Referring expression data:

---

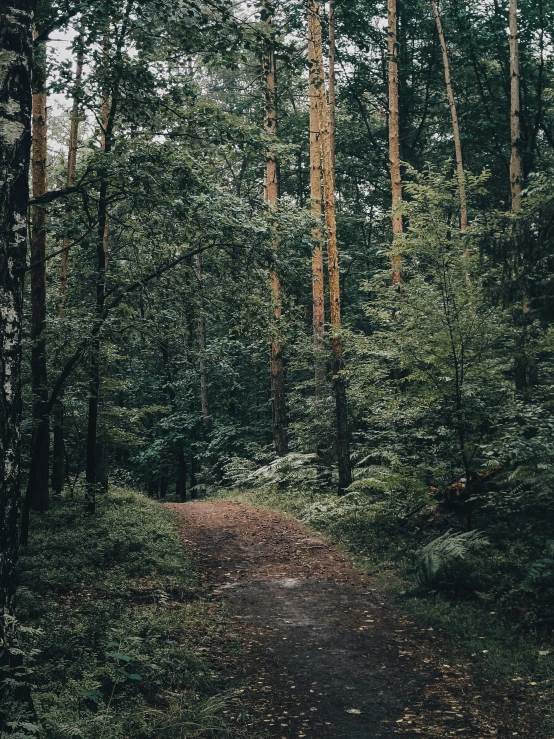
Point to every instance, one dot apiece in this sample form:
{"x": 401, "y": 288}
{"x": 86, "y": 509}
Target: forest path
{"x": 324, "y": 654}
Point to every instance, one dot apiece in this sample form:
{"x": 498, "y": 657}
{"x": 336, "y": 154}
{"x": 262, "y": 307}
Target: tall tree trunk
{"x": 37, "y": 495}
{"x": 71, "y": 169}
{"x": 515, "y": 123}
{"x": 16, "y": 54}
{"x": 92, "y": 476}
{"x": 394, "y": 143}
{"x": 521, "y": 362}
{"x": 332, "y": 96}
{"x": 181, "y": 484}
{"x": 342, "y": 441}
{"x": 271, "y": 193}
{"x": 202, "y": 357}
{"x": 58, "y": 456}
{"x": 318, "y": 284}
{"x": 454, "y": 115}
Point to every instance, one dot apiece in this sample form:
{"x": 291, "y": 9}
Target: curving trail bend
{"x": 324, "y": 655}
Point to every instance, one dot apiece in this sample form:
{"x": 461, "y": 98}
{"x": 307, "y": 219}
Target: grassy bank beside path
{"x": 118, "y": 639}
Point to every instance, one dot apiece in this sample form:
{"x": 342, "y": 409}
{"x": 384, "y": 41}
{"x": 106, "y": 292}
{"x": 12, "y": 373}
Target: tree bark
{"x": 204, "y": 406}
{"x": 92, "y": 473}
{"x": 271, "y": 194}
{"x": 181, "y": 485}
{"x": 16, "y": 53}
{"x": 515, "y": 123}
{"x": 332, "y": 95}
{"x": 394, "y": 143}
{"x": 37, "y": 495}
{"x": 342, "y": 441}
{"x": 71, "y": 169}
{"x": 454, "y": 115}
{"x": 318, "y": 284}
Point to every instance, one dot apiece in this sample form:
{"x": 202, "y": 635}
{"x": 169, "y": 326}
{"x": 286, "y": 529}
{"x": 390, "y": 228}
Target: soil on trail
{"x": 324, "y": 654}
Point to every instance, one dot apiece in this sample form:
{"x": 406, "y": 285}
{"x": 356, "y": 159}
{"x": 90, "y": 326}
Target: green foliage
{"x": 114, "y": 646}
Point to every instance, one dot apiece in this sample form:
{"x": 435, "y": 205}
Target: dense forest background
{"x": 196, "y": 319}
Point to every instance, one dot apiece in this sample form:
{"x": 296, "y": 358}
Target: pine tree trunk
{"x": 16, "y": 53}
{"x": 37, "y": 485}
{"x": 394, "y": 142}
{"x": 318, "y": 285}
{"x": 332, "y": 96}
{"x": 515, "y": 124}
{"x": 204, "y": 406}
{"x": 342, "y": 441}
{"x": 521, "y": 361}
{"x": 454, "y": 115}
{"x": 71, "y": 169}
{"x": 92, "y": 477}
{"x": 181, "y": 485}
{"x": 271, "y": 193}
{"x": 58, "y": 456}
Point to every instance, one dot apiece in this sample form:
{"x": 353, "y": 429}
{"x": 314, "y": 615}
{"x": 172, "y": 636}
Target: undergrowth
{"x": 113, "y": 629}
{"x": 472, "y": 601}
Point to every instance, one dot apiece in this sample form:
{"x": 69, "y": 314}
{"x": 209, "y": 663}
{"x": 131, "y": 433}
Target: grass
{"x": 477, "y": 627}
{"x": 115, "y": 632}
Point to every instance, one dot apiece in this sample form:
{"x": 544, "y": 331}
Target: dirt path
{"x": 324, "y": 655}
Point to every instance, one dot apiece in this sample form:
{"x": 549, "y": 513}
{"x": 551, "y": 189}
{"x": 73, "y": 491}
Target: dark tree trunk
{"x": 181, "y": 485}
{"x": 37, "y": 486}
{"x": 58, "y": 471}
{"x": 16, "y": 49}
{"x": 58, "y": 455}
{"x": 194, "y": 469}
{"x": 102, "y": 464}
{"x": 92, "y": 478}
{"x": 164, "y": 484}
{"x": 271, "y": 194}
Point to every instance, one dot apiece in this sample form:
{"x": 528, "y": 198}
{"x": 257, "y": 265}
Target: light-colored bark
{"x": 515, "y": 124}
{"x": 394, "y": 141}
{"x": 454, "y": 115}
{"x": 37, "y": 495}
{"x": 271, "y": 194}
{"x": 332, "y": 94}
{"x": 70, "y": 179}
{"x": 202, "y": 356}
{"x": 104, "y": 120}
{"x": 342, "y": 443}
{"x": 16, "y": 44}
{"x": 317, "y": 236}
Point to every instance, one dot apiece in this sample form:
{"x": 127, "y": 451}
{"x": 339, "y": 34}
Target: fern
{"x": 292, "y": 469}
{"x": 443, "y": 551}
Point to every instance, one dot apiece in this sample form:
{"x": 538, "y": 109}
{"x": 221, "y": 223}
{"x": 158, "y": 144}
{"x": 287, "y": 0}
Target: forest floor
{"x": 324, "y": 653}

---

- **Your objective**
Write out the entries above verbatim, without pictures.

- **Task solution**
Point to every instance, one dot apiece in this sample form:
{"x": 401, "y": 288}
{"x": 86, "y": 509}
Target: forest path
{"x": 324, "y": 654}
Point to every instance, one dot apiece in this sample form:
{"x": 498, "y": 657}
{"x": 336, "y": 154}
{"x": 262, "y": 307}
Target: tall tree trunk
{"x": 37, "y": 495}
{"x": 71, "y": 169}
{"x": 515, "y": 123}
{"x": 16, "y": 54}
{"x": 92, "y": 476}
{"x": 394, "y": 143}
{"x": 521, "y": 362}
{"x": 332, "y": 96}
{"x": 181, "y": 484}
{"x": 342, "y": 441}
{"x": 271, "y": 193}
{"x": 202, "y": 357}
{"x": 58, "y": 456}
{"x": 318, "y": 284}
{"x": 454, "y": 115}
Point to every instance, one dot apiece in this sample form:
{"x": 291, "y": 9}
Target: curving trail bend
{"x": 324, "y": 655}
Point to every instance, one dot apiece in this sample form:
{"x": 461, "y": 98}
{"x": 307, "y": 219}
Target: grassy bank beside path
{"x": 118, "y": 639}
Point to every instance, one dot apiece in this sample form:
{"x": 342, "y": 409}
{"x": 384, "y": 41}
{"x": 106, "y": 292}
{"x": 12, "y": 373}
Target: tree bark
{"x": 204, "y": 406}
{"x": 92, "y": 473}
{"x": 271, "y": 194}
{"x": 181, "y": 485}
{"x": 16, "y": 53}
{"x": 515, "y": 123}
{"x": 332, "y": 95}
{"x": 394, "y": 143}
{"x": 37, "y": 495}
{"x": 342, "y": 441}
{"x": 71, "y": 169}
{"x": 454, "y": 115}
{"x": 318, "y": 284}
Point to every instance, one dot apiece in this sample form:
{"x": 202, "y": 635}
{"x": 169, "y": 326}
{"x": 286, "y": 529}
{"x": 390, "y": 228}
Target: soil on trail
{"x": 324, "y": 654}
Point to every instance, one dot apiece in this sample form:
{"x": 406, "y": 285}
{"x": 356, "y": 159}
{"x": 90, "y": 326}
Target: green foliage
{"x": 114, "y": 646}
Point to every instance, one dot apiece in this sample form:
{"x": 435, "y": 205}
Target: dense forest background
{"x": 196, "y": 319}
Point to every instance, one dot apiece in this sample form:
{"x": 296, "y": 358}
Target: pine tree trunk
{"x": 16, "y": 53}
{"x": 37, "y": 485}
{"x": 394, "y": 142}
{"x": 318, "y": 285}
{"x": 332, "y": 96}
{"x": 515, "y": 124}
{"x": 204, "y": 406}
{"x": 342, "y": 441}
{"x": 521, "y": 361}
{"x": 454, "y": 115}
{"x": 71, "y": 169}
{"x": 92, "y": 477}
{"x": 181, "y": 485}
{"x": 271, "y": 193}
{"x": 58, "y": 456}
Point to every instance, one dot apiece in this sample form:
{"x": 353, "y": 429}
{"x": 314, "y": 615}
{"x": 172, "y": 636}
Target: undergrowth
{"x": 113, "y": 629}
{"x": 472, "y": 601}
Point to every instance, one dot apiece in this sample form:
{"x": 69, "y": 314}
{"x": 209, "y": 663}
{"x": 131, "y": 433}
Target: grass
{"x": 477, "y": 627}
{"x": 115, "y": 632}
Point to every instance, one dot apiece in this sample form:
{"x": 544, "y": 331}
Target: dirt path
{"x": 324, "y": 655}
Point to every instance, one dot apiece in this sample form:
{"x": 549, "y": 513}
{"x": 551, "y": 189}
{"x": 73, "y": 491}
Target: dark tree trunk
{"x": 181, "y": 485}
{"x": 37, "y": 486}
{"x": 58, "y": 471}
{"x": 16, "y": 49}
{"x": 58, "y": 455}
{"x": 194, "y": 469}
{"x": 102, "y": 464}
{"x": 92, "y": 478}
{"x": 164, "y": 484}
{"x": 271, "y": 194}
Point to every instance, one dot apiece in this sample form:
{"x": 528, "y": 198}
{"x": 257, "y": 265}
Target: light-colored bark
{"x": 515, "y": 124}
{"x": 394, "y": 141}
{"x": 454, "y": 115}
{"x": 37, "y": 495}
{"x": 271, "y": 194}
{"x": 332, "y": 94}
{"x": 70, "y": 179}
{"x": 202, "y": 356}
{"x": 104, "y": 120}
{"x": 342, "y": 443}
{"x": 16, "y": 44}
{"x": 317, "y": 236}
Point to every instance, one dot apiece in this sample form:
{"x": 127, "y": 451}
{"x": 339, "y": 34}
Target: fern
{"x": 292, "y": 469}
{"x": 443, "y": 551}
Point to every instance, one dot apiece in this sample form:
{"x": 538, "y": 109}
{"x": 221, "y": 223}
{"x": 158, "y": 144}
{"x": 287, "y": 0}
Target: forest floor
{"x": 324, "y": 653}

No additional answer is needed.